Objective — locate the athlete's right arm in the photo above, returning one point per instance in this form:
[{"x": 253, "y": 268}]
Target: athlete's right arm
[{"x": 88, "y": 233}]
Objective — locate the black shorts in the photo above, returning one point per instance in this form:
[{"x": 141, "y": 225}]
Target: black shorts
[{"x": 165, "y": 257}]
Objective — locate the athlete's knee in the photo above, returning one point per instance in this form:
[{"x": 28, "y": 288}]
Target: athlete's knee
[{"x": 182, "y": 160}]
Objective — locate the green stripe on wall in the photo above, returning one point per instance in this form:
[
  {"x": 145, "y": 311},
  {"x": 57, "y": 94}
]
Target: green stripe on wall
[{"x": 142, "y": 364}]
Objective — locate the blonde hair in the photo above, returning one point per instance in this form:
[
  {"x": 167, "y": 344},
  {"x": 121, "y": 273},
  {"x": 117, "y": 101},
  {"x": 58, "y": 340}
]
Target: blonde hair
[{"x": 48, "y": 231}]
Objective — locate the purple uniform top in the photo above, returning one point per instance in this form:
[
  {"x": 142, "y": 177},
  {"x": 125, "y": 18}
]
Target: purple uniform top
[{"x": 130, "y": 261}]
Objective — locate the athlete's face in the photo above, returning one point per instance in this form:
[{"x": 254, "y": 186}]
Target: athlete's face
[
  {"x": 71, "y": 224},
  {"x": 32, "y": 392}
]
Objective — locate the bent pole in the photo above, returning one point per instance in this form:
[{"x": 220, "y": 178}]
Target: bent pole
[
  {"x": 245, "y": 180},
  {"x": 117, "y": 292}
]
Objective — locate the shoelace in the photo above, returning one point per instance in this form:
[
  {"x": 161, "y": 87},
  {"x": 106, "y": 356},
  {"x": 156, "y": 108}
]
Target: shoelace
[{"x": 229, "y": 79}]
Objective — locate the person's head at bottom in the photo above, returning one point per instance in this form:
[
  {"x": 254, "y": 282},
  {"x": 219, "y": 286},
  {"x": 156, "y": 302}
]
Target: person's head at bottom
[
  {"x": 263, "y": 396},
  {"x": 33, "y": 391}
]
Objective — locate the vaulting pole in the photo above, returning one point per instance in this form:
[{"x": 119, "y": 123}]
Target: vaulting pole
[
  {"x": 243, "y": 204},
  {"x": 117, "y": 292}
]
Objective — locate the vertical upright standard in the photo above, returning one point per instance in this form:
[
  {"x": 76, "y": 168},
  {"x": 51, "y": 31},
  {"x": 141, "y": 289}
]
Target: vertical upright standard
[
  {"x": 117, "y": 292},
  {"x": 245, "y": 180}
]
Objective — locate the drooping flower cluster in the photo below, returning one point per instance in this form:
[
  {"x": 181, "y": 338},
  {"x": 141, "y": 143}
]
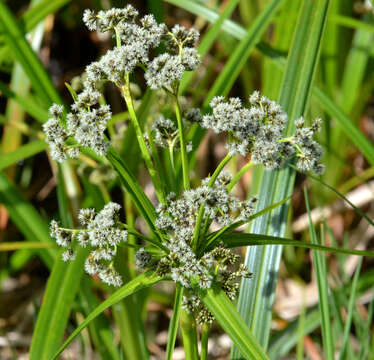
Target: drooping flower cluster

*-*-*

[How to complete this task] From the line holding "Objective — locate the shoelace" down to the final line of the entries above, print every line exactly. Pictures do not go in.

[Exercise solution]
Objective — locate the shoelace in the photo above, returning one point per instance in this form:
[
  {"x": 161, "y": 87},
  {"x": 106, "y": 356},
  {"x": 156, "y": 108}
]
Target: shoelace
[{"x": 229, "y": 79}]
Objective — locate the person's head at bottom in the photo above, returning one point per instance in this form:
[
  {"x": 254, "y": 282},
  {"x": 219, "y": 286},
  {"x": 156, "y": 302}
]
Target: person's head at bottom
[
  {"x": 263, "y": 396},
  {"x": 33, "y": 391}
]
Objective — locate the vaulting pole in the photo above, returning one point per instance in this form:
[{"x": 119, "y": 123}]
Target: vaulting pole
[
  {"x": 243, "y": 204},
  {"x": 117, "y": 292}
]
Objective — locate the vertical upright standard in the photo above, returning one point per instance in this form:
[
  {"x": 76, "y": 168},
  {"x": 51, "y": 31},
  {"x": 141, "y": 289}
]
Target: vertical upright standard
[
  {"x": 117, "y": 292},
  {"x": 245, "y": 180}
]
Objective — locate the drooping flower cluster in the photo below, returning one point per instance in this form:
[
  {"x": 181, "y": 338},
  {"x": 141, "y": 143}
]
Target: drooping flower cluster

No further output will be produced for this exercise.